TASK REQUIREMENTS
From the records below, pull out every line that contains the string "green", treating uppercase and lowercase as different. Copy each matching line in full.

Stored records
────────────────
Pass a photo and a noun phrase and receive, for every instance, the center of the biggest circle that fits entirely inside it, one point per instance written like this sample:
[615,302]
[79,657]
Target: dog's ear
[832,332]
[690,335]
────────────────
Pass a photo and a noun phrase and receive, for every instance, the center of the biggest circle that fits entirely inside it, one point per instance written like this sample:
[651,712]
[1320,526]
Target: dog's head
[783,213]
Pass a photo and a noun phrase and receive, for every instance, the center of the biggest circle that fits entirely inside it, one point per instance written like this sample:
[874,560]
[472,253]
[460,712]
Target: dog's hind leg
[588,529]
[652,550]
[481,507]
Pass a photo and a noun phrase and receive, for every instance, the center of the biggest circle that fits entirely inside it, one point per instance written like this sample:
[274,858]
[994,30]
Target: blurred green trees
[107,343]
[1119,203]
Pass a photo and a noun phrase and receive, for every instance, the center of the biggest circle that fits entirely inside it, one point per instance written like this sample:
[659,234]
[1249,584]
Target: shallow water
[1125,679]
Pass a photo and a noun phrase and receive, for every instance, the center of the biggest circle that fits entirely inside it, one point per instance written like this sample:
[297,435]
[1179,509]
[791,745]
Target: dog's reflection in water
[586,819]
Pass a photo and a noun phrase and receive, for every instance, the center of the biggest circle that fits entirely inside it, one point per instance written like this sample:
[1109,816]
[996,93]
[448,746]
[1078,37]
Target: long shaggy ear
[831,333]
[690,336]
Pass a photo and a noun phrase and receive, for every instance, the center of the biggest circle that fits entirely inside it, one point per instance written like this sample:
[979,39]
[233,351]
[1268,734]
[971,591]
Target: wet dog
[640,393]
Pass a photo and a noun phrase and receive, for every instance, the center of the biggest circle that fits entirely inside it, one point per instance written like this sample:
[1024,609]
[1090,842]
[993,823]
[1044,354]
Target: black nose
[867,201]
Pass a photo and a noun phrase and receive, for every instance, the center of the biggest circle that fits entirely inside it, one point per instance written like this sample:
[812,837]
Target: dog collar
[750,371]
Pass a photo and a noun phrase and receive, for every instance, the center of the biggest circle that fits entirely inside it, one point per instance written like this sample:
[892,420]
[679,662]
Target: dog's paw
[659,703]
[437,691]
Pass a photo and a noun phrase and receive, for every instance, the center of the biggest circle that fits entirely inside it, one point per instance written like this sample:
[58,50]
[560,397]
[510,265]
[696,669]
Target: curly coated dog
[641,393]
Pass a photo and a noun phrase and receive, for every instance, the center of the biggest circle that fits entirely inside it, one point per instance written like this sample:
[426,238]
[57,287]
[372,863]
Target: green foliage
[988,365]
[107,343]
────────────────
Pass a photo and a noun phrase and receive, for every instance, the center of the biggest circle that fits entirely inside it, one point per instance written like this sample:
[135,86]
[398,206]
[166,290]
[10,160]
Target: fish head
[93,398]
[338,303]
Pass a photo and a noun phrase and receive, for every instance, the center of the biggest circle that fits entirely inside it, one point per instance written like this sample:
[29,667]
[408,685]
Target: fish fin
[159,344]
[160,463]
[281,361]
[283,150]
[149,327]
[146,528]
────────────────
RESPONSE BELOW
Target: blurred green trees
Target: green foliage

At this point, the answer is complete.